PROBLEMS TO SOLVE:
**1.** Name every percentage figure in Jim O'Donnell's quoted remarks in the diesel thread, along with what each one measures.
**2.** In the diesel thread, swap "stately" for "sedate" and write out the passage from "My 335d drives" to "in Nov 2009.".

>> Start SELECTION

# New diesels?



## bimmerdiesel (Jul 9, 2010)

bayoucity said:


> Great news ! Turbo diesel is the future as roundel is bringing us another new diesel model > http://www.e90post.com/forums/showthread.php?t=451007
> 
> Please keep this away from that "French Canadian" ! :bigpimp:


wow 0-60 in 4.8secs and 78mpg. amazing.


----------



## mecodoug (Nov 30, 2007)

Cool but.... don't hold your breath!


----------



## d geek (Nov 26, 2008)

Remarks from Jim O'Donnell at the Washington D.C. Auto Show this past week:


> ...Here's another area where we maintain ***8211; and perhaps even enhance the joy of a BMW while still improving efficiency. The BMW X5 enjoyed a 27 percent increase in sales in 2010. But, our X5 Advanced Diesel model sales were up 73 percent! Every one of these vehicles improved fuel efficiency on average more than twenty percent and provided better CO2 performance as well. In fact, nearly one in four X5s sold in 2010 were diesels. Sales of our 335d sedan were up 130 percent over 2009 and you'll see more BMW Advanced Diesel models from us in the future....


link

the question is which ones and when. Has anyone heard any specifics lately?


----------



## DC-IT (Sep 27, 2009)

bayoucity said:


> Anyone here has any opinion on E350 Bluetec?


I've test driven it twice and may get one if the 535d does not make it to NA by this Summer/Fall.

However the E350 BT is a totally different vehicle than the 335d or the 535d both of which far out performs the E.
My 335d drives like a rocket while the E is more stately and takes it's time to get up to speed.
But once it's up to highway cruising speed the 400 lb-ft torque makes overtaking a breeze.

IMO, the E is ideal for a more relaxed cruising on the highways and you will not likely toss it around like you can with the 335d.

Here is Canada it sells for slightly less than the E350 4Matic so it should sell very well since it out performs the E350 and has more torque than the E550 but the FE of a hybrid!

Back in June 2009 when the E was launched I put a $2,000.00 deposit for advanced order (without test driving) of the E350 BT with a promised delivery of Dec 2009.
But when the release date of the BT was delayed with no confirmation date I cancelled my order and bought my 2010 335d in Nov 2009. 
Now that I have tasted the awesome power + FE of the 335d it's harder to get back to the E350 BT! But like Snipe656 says the 335d is a bit too small while the E or the 535d is the more suitable size vehicle.

Cheers.


----------



## bimmerdiesel (Jul 9, 2010)

d geek said:


> Remarks from Jim O'Donnell at the Washington D.C. Auto Show this past week:
> 
> link
> 
> the question is which ones and when. Has anyone heard any specifics lately?


my dealer isnt sure but he feels x3d and 535d having same engine. This same engine will also be available in future F30 335d and X5


----------



## DC-IT (Sep 27, 2009)

bimmerdiesel said:


> my dealer isnt sure but he feels x3d and 535d having same engine. This same engine will also be available in future F30 335d and X5


Isn't there a FE target car manufacturers have to meet in 2015?
Does this article's requirements still hold?
New fuel economy standard will be 31.6 mpg 

It would make sense for BMW/M-B/Audi/VW to bring in the smaller Diesels with better FE and promote these so that the overall FE for their entire range may comply with the requirements?

The current Diesel is an overkill whereas the 320d or 520d would meet the requirements of most drivers as fuel prices sky rocket in the near future.


----------

>> End SELECTION
>> Start DATA LISTING

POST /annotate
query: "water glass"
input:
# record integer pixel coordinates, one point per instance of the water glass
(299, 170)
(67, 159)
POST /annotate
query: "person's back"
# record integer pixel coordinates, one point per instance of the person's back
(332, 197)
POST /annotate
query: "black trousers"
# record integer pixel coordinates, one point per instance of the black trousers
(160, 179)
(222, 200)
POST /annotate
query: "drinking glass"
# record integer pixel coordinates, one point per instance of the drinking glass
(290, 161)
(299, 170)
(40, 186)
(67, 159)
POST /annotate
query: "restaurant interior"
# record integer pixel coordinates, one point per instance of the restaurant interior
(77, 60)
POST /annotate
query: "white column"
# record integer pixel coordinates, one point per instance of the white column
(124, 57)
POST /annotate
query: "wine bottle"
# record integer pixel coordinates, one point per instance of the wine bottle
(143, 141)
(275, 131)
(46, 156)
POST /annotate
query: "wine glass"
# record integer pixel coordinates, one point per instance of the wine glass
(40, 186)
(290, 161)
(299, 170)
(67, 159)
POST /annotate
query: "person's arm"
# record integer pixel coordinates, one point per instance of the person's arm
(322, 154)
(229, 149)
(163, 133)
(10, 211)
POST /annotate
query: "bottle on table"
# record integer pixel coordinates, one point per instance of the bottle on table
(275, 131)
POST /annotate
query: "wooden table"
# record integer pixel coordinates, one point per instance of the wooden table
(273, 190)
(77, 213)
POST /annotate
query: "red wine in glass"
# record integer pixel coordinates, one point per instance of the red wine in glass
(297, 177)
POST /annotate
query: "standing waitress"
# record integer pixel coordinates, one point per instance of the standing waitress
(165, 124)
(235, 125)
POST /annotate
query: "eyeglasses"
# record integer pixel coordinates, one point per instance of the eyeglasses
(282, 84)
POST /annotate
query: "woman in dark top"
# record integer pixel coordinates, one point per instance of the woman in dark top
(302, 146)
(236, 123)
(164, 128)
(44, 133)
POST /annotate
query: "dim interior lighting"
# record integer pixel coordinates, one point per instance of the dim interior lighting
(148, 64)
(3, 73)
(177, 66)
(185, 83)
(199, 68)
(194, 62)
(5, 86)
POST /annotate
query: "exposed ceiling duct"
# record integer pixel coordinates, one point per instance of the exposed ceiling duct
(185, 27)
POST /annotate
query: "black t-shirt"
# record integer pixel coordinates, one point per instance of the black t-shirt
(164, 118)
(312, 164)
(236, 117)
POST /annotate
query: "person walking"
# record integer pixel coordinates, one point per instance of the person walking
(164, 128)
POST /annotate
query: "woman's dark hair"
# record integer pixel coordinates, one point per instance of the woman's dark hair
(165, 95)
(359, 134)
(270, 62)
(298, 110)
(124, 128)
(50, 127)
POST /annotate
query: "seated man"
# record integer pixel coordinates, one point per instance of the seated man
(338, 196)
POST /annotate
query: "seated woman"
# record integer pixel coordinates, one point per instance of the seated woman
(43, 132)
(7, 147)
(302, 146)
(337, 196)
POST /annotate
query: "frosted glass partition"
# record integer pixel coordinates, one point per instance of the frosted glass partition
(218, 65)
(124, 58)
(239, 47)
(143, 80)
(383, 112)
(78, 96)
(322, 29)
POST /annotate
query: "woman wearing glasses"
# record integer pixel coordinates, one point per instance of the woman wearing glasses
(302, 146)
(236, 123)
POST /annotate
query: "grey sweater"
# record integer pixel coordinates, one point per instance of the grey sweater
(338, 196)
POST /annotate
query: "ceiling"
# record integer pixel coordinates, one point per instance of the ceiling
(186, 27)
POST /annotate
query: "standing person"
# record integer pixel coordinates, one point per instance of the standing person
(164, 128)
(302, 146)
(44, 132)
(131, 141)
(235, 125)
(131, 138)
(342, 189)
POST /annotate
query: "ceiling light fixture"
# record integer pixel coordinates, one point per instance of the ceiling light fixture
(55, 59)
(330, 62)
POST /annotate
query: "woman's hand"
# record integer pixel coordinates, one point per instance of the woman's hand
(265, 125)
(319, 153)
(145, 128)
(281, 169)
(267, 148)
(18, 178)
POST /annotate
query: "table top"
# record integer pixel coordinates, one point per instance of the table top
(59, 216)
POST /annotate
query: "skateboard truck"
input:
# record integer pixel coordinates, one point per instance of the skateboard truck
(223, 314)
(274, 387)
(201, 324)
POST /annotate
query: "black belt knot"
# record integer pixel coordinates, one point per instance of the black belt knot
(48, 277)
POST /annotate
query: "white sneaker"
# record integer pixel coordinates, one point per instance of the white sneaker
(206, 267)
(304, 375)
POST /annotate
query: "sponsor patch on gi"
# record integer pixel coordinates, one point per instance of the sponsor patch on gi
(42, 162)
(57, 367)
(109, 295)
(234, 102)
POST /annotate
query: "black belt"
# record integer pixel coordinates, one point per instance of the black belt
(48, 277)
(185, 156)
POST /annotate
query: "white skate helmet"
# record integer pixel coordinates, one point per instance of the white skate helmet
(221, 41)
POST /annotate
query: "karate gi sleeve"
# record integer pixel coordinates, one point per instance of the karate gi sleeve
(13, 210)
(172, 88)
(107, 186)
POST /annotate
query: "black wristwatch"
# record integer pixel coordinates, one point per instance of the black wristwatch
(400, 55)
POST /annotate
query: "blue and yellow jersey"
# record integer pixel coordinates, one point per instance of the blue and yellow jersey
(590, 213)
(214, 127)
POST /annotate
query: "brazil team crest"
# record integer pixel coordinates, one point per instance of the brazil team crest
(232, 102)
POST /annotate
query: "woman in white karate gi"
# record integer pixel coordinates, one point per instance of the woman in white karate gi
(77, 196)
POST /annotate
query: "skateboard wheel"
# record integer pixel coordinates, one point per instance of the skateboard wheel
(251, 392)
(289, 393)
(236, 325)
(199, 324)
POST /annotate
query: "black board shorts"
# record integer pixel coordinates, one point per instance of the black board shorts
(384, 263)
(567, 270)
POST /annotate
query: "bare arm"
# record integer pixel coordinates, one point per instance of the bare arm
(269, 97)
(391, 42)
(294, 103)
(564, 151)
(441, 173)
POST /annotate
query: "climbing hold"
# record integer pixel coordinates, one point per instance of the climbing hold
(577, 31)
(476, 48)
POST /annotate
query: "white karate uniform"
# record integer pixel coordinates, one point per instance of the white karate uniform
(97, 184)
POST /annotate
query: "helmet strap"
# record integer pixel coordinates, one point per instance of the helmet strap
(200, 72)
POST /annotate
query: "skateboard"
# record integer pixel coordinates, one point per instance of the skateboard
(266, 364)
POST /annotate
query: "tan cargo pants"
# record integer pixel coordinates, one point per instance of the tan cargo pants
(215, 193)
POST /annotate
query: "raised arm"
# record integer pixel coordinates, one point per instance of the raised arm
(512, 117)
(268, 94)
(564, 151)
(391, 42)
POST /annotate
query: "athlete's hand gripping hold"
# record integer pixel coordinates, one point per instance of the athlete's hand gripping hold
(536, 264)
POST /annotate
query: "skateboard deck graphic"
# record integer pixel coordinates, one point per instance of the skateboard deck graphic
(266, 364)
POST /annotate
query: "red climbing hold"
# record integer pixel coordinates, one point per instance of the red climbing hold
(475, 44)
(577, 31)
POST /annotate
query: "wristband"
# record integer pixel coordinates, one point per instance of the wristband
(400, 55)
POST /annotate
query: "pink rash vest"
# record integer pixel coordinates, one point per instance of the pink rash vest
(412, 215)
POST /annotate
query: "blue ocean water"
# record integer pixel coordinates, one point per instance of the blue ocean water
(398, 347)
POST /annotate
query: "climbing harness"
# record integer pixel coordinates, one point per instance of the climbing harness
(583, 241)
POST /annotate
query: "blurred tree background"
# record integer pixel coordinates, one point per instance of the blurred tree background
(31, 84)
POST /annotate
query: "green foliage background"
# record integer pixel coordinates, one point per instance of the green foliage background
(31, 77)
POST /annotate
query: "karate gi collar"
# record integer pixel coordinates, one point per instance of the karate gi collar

>> End DATA LISTING

RESULTS IN ORDER:
**1.**
- 27 percent: the increase in BMW X5 sales in 2010
- 73 percent: the increase in X5 Advanced Diesel model sales
- More than twenty percent: the average fuel efficiency improvement of each of these vehicles
- 130 percent: the increase in 335d sedan sales over 2009

**2.**
My 335d drives like a rocket while the E is more sedate and takes it's time to get up to speed.
But once it's up to highway cruising speed the 400 lb-ft torque makes overtaking a breeze.

IMO, the E is ideal for a more relaxed cruising on the highways and you will not likely toss it around like you can with the 335d.

Here is Canada it sells for slightly less than the E350 4Matic so it should sell very well since it out performs the E350 and has more torque than the E550 but the FE of a hybrid!

Back in June 2009 when the E was launched I put a $2,000.00 deposit for advanced order (without test driving) of the E350 BT with a promised delivery of Dec 2009.
But when the release date of the BT was delayed with no confirmation date I cancelled my order and bought my 2010 335d in Nov 2009.